→ **BRIEF**
All of the records below need to be written out exactly, but without the pictures.

□ □ □ □ □

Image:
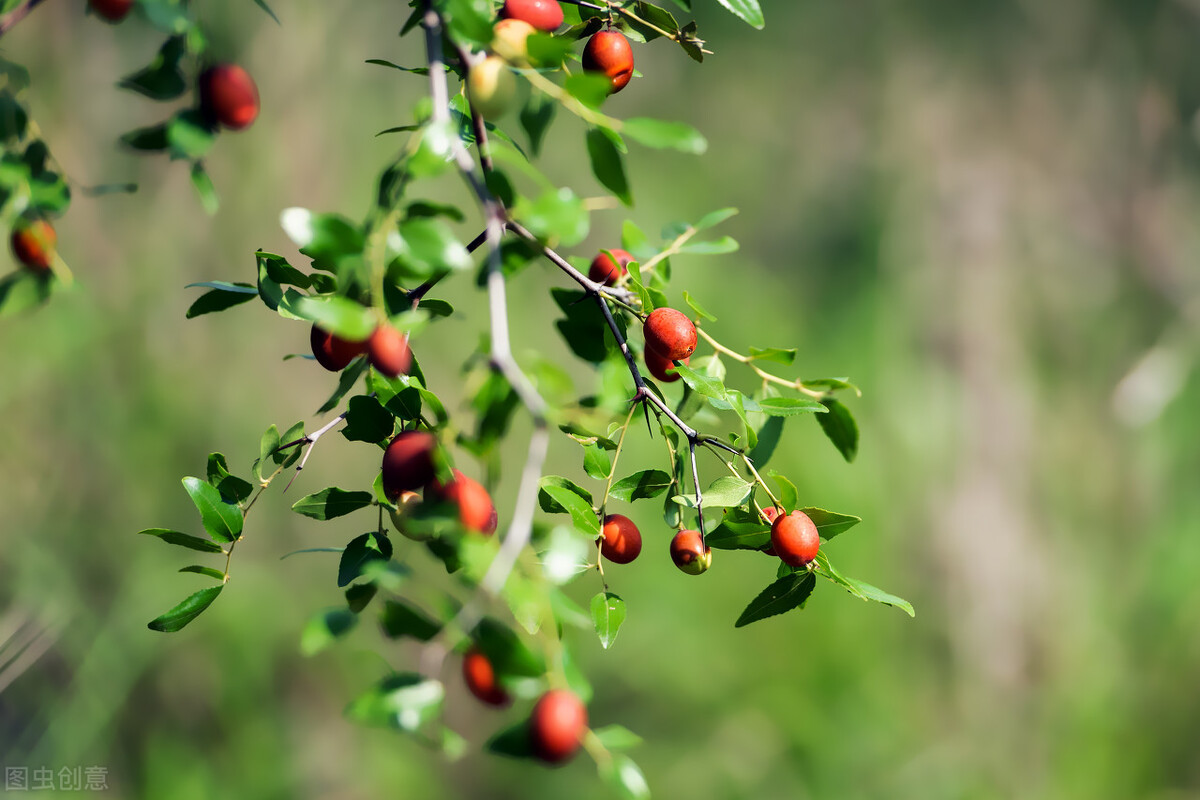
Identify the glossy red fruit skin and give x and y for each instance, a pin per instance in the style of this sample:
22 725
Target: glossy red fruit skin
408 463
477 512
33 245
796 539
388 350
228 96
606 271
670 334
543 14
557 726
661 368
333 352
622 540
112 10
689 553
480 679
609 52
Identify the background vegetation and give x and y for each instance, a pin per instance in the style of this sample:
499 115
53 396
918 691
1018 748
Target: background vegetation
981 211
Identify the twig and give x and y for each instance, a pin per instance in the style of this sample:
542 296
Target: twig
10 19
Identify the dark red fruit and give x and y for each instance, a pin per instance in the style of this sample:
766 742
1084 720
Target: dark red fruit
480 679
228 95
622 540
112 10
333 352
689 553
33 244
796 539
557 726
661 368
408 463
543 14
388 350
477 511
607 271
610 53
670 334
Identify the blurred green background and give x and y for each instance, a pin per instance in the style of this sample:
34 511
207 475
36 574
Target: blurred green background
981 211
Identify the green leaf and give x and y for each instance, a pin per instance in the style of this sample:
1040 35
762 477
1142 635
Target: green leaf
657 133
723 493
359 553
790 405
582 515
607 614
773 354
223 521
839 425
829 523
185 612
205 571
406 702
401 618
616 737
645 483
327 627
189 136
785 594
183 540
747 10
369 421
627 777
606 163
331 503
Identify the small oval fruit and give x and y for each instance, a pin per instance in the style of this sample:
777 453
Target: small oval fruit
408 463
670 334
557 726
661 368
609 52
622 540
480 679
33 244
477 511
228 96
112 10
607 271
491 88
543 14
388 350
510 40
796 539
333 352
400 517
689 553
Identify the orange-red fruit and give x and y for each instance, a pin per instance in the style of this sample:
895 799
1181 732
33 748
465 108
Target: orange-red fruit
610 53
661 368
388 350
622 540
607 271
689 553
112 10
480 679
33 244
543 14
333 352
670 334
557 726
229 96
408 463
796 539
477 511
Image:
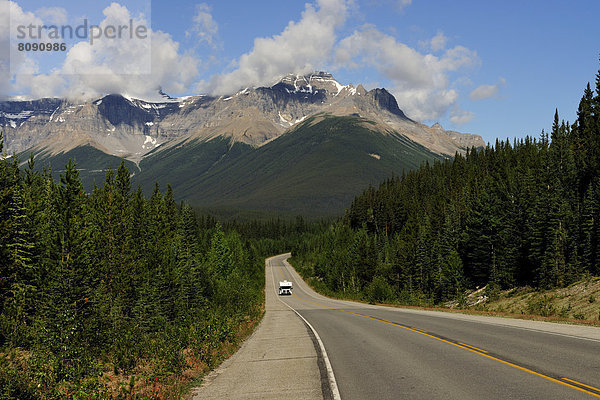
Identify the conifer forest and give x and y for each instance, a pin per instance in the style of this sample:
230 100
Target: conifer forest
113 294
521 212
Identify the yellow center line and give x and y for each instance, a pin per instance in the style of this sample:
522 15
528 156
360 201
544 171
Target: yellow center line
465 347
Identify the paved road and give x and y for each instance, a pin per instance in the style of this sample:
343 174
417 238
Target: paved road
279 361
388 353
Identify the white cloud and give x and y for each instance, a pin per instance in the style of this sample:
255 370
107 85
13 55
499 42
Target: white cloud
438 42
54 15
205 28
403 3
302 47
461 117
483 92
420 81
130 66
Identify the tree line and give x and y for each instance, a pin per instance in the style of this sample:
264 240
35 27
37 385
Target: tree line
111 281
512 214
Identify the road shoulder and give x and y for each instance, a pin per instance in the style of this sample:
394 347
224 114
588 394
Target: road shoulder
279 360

□ □ □ □ □

→ **PROBLEM SOLUTION**
Image:
Identify the glossy red fruit skin and give x and y for each instance, a pin per instance in the style of this sample:
22 725
Target: glossy red fruit skin
408 463
477 512
33 245
796 539
388 350
228 96
606 271
670 334
543 14
557 726
661 368
333 352
622 540
112 10
689 553
480 679
609 52
Identify the background vegetation and give x and y for each instance, a pin per instance in the style of this sample:
499 115
53 396
918 691
1018 748
Target: background vegetation
981 211
Identify the twig and give x and y for each instance, a pin per instance in the style of this sample:
542 296
Target: twig
10 19
Identify the dark red fruit and give x and y for each instance, a pin per instance in the style of this sample:
766 742
1084 720
Target: dark red fruit
480 679
228 95
622 540
112 10
333 352
689 553
33 244
796 539
557 726
661 368
408 463
543 14
388 350
477 511
607 271
610 53
670 334
Identify the blurred green background and give x and y for each instance, a pin per instance in the style of this sample:
34 511
207 475
36 574
Target: blurred green background
981 211
Identify the green leaf and give x and y for each instance, a pin per instance in the style of this sample:
1040 35
762 477
1142 635
Target: green leaf
657 133
723 493
359 553
790 405
582 515
607 614
773 354
223 521
839 425
829 523
185 612
205 571
406 702
401 618
616 737
645 483
327 627
189 136
785 594
183 540
747 10
369 421
627 777
606 163
331 503
Identify the small oval fruit and give x and y for each instance, a pin per instance in the style of this sample:
777 453
Target: small oval fruit
408 463
670 334
557 726
661 368
609 52
622 540
480 679
33 244
477 511
228 96
112 10
607 271
491 88
543 14
388 350
510 40
796 539
333 352
400 517
689 553
Identify the orange-red fruit and give x and y for each instance, a pin per instance in the style of this sample:
895 799
1181 732
33 748
465 108
Target: orange-red fruit
610 53
661 368
388 350
622 540
607 271
689 553
112 10
480 679
33 244
543 14
333 352
670 334
557 726
229 96
408 463
796 539
477 511
Image:
Identify the conifer forest and give x and y for each instance, a pin per instance in the style of this sample:
230 100
Target: conifer forest
113 294
521 212
Identify the yellow center line and give x and y for each instance, a pin per instance in the style of this sample:
522 15
528 156
360 201
544 171
Target: yellow center line
465 347
Identify the paved road and give x and y for each instance, a pin per instance in the style of this sample:
343 174
417 238
Target: paved road
279 361
388 353
Identify the white cloud and give x and y for each instance, a pin per instance in the style of this sample:
255 370
107 85
13 55
499 42
Target: white cloud
438 42
54 15
205 28
403 3
302 47
461 117
483 92
420 81
130 66
Identify the tree line and give x and y for each instance, a pin per instance in the style of this sample:
264 240
35 27
37 385
Target: tree line
111 281
512 214
Identify the road shoulder and give x and y for each instance, a pin per instance in the style of this sample:
394 347
224 114
588 394
Target: road shoulder
279 360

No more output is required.